* What the task asks
All records below are to be duplicated exactly, with every picture excluded.

* Dataset excerpts
== Segment start ==
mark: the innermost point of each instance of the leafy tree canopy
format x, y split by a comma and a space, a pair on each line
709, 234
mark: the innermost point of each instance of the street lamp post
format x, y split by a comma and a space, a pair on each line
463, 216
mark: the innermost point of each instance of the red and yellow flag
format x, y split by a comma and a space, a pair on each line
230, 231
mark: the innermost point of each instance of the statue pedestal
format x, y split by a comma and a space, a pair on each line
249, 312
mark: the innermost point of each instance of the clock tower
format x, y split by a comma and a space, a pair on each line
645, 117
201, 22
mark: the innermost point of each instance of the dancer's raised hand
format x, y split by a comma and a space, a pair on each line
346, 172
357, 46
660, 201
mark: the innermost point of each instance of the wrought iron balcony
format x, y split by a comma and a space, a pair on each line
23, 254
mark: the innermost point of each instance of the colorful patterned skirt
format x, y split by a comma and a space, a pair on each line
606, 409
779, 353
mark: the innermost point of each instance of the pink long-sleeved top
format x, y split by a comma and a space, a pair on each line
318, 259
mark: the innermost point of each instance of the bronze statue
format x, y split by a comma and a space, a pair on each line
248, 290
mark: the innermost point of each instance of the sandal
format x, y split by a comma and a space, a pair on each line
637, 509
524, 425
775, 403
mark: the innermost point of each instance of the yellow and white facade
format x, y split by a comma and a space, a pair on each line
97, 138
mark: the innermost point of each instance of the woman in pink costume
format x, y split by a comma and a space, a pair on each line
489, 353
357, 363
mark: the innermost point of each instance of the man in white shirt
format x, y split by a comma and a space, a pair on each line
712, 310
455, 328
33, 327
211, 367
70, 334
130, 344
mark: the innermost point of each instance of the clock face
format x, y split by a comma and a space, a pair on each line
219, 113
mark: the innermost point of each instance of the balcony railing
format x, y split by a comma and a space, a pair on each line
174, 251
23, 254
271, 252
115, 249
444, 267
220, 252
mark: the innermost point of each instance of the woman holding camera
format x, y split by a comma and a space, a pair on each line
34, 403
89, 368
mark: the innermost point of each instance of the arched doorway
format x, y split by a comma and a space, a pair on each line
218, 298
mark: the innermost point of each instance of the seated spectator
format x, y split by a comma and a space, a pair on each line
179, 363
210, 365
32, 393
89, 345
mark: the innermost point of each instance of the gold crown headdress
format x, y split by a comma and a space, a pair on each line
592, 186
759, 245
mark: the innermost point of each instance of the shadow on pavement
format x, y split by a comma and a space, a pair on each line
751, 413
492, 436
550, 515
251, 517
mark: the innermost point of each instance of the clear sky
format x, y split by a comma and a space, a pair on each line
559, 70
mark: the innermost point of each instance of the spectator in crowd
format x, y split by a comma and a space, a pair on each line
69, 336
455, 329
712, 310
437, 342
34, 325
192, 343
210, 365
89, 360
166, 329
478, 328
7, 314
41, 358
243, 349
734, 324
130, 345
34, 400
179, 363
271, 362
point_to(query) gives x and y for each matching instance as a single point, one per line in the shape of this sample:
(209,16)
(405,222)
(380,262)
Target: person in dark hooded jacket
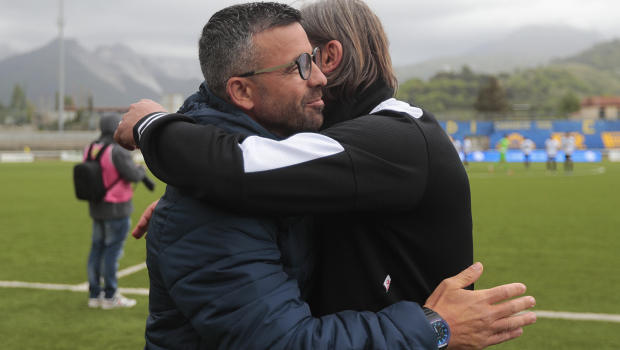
== Segment end ==
* Output of the task
mark: the innermost point of each instance of the leafy tree canopy
format x, y split by a comma and a space, a pair on each line
709, 234
mark: the innermost point of each instance of the street lamp post
format x, y split by a comma and a space, a pair on each line
463, 216
mark: the innermost point of each instance of the red and yellow flag
format x, y split by a comma and a space, a pair on each line
230, 231
mark: the innermost point of each instance of the statue pedestal
format x, y split by a comma and a space, a pair on each line
249, 312
mark: the innermost point of each instance of the clock tower
format x, y split by a comma and a space, a pair on each line
645, 117
201, 22
mark: the innermost point of each instance of the dancer's raised hand
format x, y split by a comma and a space, a pair on each line
346, 172
357, 46
660, 201
mark: the innermost point of each instance of the wrought iron balcony
format x, y split by a comma and a space, a pair on each line
23, 254
mark: the innermost point of each instance of the colorful patterned skirt
format x, y split by a comma and a space, a pair on each line
606, 409
779, 353
mark: the innermost point of each instance of the pink long-sleeved top
format x, y split by a comma and a space, a pair on each line
318, 259
mark: the innermost point of each instance of the bronze statue
format x, y split by a comma and a space, a pair on each line
248, 290
mark: the innermost point of each instance of the sandal
format x, y split by a comma and a space, a pair on each line
637, 509
524, 425
775, 403
mark: the innermost point of each instance of the yellow and white facade
format x, y split by a comma and a space, a pair on each line
97, 138
mark: the innermost point of each instance of the woman in pink costume
format x, y split by a comma and a space, a pair on each line
489, 353
357, 363
mark: the innermost point of each instance of the man in white shirt
format x, y split by a comma and a space, a pair on each line
712, 310
455, 328
33, 327
211, 367
70, 334
130, 344
mark: the innermost point of each instance of the clock face
format x, y split by a comma and a space, a pair on each line
219, 113
mark: the innermost point of each instance of the balcony railing
format x, y split by a comma and a space, a pair on each line
174, 251
23, 254
271, 252
115, 249
444, 267
220, 252
mark: the innermost point of each instance of the woman holding camera
format x, y split by a comma and a space, a pair on each line
34, 403
89, 368
mark: the innermost point of each instance of the arched doorway
format x, y split by a comma and a space, a pair on each line
218, 298
mark: the innermost point of each instance of the seated spectator
format x, y split by a comma and a space, a pair on each line
179, 363
210, 365
32, 393
89, 345
mark: the innermost point of each instance of the gold crown headdress
format x, y split by a comma and a space, a pair on each line
592, 186
759, 245
mark: the innermost point of each instance of the shadow on pavement
format x, y split by a comma and a space, a pair on each line
751, 413
492, 436
550, 515
251, 517
mark: the innermost point of each instance of the clear sky
format x, y split by a comma and a space, a pair on each line
559, 70
mark: the innermost point of each instance of the spectator in crowd
format x, y split by a comma and a space, a pair on each line
69, 336
455, 329
712, 310
437, 342
34, 325
192, 343
210, 365
89, 360
166, 329
478, 328
7, 314
41, 358
243, 349
734, 324
130, 345
34, 400
179, 363
271, 362
point_to(query) gives x and y for each matching instance as a single point, one per line in the shape of this sample:
(209,16)
(405,222)
(380,262)
Target: person in dark hooded jacket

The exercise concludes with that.